ЗАДАНИЯ:
a – В тексте о старой Руси в русской литературе замените «консерватор» на «писатель» и перепишите фрагмент от «Эту старую Русь, вместе» до «взор, отуманенный мистикой.».
b – Напишите продолжение текста о старой Руси в русской литературе, начиная сразу после его последнего предложения.

Эту старую Русь, вместе с крепостным правом, хоронил в «Мертвых душах» консерватор Гоголь, — и искал, хотя не­удачно, «новых людей», чаял какого-то обновления жизни, оз­доровления омертвелой души русского человека, вперяя в гря­дущее взор, отуманенный мистикой.

Хоронил старую Русь и ненавистник крепостного права Тургенев — в «Записках охотника», в «Дворянском гнезде», этом великом похоронном гимне, в «Отцах и детях», этой веч­но юной песне отрицания, в злой сатире «Дыма», — и на зака­те дней своих еще раз помянул ее, сказав: «Хороша старина — да и бог с ней» 10.

Л.Н.Толстой уже в «Детстве», «Отрочестве», «Юности», потом в «Войне и мире», рисуя эпически старую, барскую Русь, в сущности, «отпевал» ее, ибо от его картин, как от вся­кого эпоса, веет жизнью отжившею или отживающею, и сама психология «настоящего барина», в которой Толстой — такой несравненный мастер, в результате внушает нам мысль, что «настоящего русского барина» уже давно нет. В «Анне Каре­ниной» эти эпические похороны усилены долею отрицания и юмора, а также указанием на ту «порчу» барского типа, кото­рая была обусловлена ходом вещей, новыми порядками (дале­ко Вронскому до князя Андрея Волконского, а милейшего Стиву Облонского мы видим в приемной банкира), наконец — зачинающимися исканиями Левина, приведшими впослед­ствии к тому радикальному отрицанию, которое так ярко ска­залось в «Воскресении».

Яснее и резче, чем у других писателей, вопрос о барине и мужике, в смысле психологии рабовладельца и раба, был в свое время поставлен у Гончарова в «Обломове». Там отпева­лась и хоронилась «обломовщина» и приветствовалось появле­ние новых людей, стремящихся к самодеятельности, к обще­ственной работе: там — от лица Ольги — было указано на невозможность остановки, на необходимость дальнейшего дви­жения, на психологическую и моральную неизбежность пред­чувствий будущего и стремления к нему.

Тургенев (в «Дыме») иронизировал над разговорами «о бу­дущности России», но сам он, в своих «социальных» романах и повестях и, между прочим, в том же «Дыме», изучал и вос­производил «ход вещей» в России и устремлял задумчивый взор в ее будущее.

[Записи набора данных с точечной разметкой]

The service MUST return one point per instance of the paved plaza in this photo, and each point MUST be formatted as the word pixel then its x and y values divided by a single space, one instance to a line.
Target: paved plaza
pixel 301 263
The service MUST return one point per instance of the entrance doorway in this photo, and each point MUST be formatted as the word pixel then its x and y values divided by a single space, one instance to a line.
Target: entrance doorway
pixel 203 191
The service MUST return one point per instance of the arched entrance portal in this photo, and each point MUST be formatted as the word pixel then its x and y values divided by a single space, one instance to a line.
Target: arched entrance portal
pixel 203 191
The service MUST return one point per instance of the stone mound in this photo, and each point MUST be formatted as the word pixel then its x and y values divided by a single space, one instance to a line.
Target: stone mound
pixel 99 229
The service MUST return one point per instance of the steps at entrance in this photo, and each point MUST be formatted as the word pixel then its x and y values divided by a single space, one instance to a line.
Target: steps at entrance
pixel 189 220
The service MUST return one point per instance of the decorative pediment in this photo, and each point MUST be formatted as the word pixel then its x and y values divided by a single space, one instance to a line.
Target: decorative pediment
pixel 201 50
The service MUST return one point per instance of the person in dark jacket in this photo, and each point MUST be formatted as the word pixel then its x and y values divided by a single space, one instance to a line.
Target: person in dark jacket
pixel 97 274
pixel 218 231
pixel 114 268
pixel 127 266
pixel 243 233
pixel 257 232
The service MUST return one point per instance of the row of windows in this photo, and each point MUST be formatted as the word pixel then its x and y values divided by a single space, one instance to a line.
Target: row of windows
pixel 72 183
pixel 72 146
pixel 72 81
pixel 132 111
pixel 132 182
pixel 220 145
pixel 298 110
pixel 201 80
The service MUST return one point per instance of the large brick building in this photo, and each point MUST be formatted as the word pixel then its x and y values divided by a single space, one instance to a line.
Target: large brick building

НАБОР ОТВЕТОВ:
a –
Эту старую Русь, вместе с крепостным правом, хоронил в «Мертвых душах» писатель Гоголь, — и искал, хотя не­удачно, «новых людей», чаял какого-то обновления жизни, оз­доровления омертвелой души русского человека, вперяя в гря­дущее взор, отуманенный мистикой.

b –
Даже ультрареалист Писемский, который вообще не умел устремлять задумчивого взора в даль грядущего и, чуждый идейного отрицания и чаяния, рисовал жизнь — «как она есть», — своими превосходными картинами дореформенного быта, провинциальных нравов и, наконец, знаменитым рома­ном «Тысяча душ» по-своему отпевал и хоронил старый поря­док, старую Русь вообще, рабовладельческую в частности.

В широком размахе грозной сатиры Салтыкова с новою си­лою сказалось все то же отрицание отжившего и отживающего старого, его пережитков и наследий, а также был резко обозна­чен и процесс «оскудения» барина, намечено появление Разу- ваевых и Колупаевых11, нарождение новых форм эксплуата­ции. Старую Россию хоронил сатирик еще в «Губернских очер­ках», — и свою блестящую, единственную в своем роде литера­турную деятельность завершил «Пошехонской стариной».

В романах Боборыкина «ход вещей» у нас, в его различных симптомах и сторонах, отразился с особливою художествен­ною правдою и верностью наблюдения. Отживание старого, возникновение новых отношений, понятий, типов освещено там широким, просвещенным и прогрессивным воззрением писателя, в произведениях которого будущий историк найдет правдивую и яркую картину, показывающую, откуда, как и куда мы шли в знаменательную — переходную — эпоху от конца 50-х годов XIX века до начала XX.

Вопрос о барине есть в то же время и вопрос о мужике. Вся наша художественная литература, важнейшие произведения которой мы отметили выше, была столько же литературою о барине и барстве, сколько литературою о мужике и крестьян­стве. Уже в «Мертвых душах» мужик и его психология образу­ют одну из ярких сторон этого гениального творения («мерт­вые» мужики Чичикова — Селифан и Петрушка, дядя Митяй и дядя Миняй, мужики Тентетникова и т. д.). «Записки охот­ника» — произведение по преимуществу «мужицкое» и даже народническое (в своем роде). В «Обломове» не один, а два «ге­роя»: Илья Ильич и Захар, и последний, по глубине анализа и силе изображения, не уступит первому. Писемский в деле рас­крытия «мужицкой души» был великий мастер, и такие вещи, как «Плотничья артель», «Питерщик», а также «Горькая судьбина», переживут и «Тысячу душ», и другие его произве­дения. О Л. Н. Толстом и говорить нечего: мужика он всегда понимал так же гениально, как и барина, и недаром сказано было о нем, что он во всей России интересовался как худож­ник-психолог почти исключительно высшим классом и крес­тьянством. Его Каратаев — столь же великое художественное создание, как и его великосветские типы — Волконские, Безу- хов, Вронский и т. д.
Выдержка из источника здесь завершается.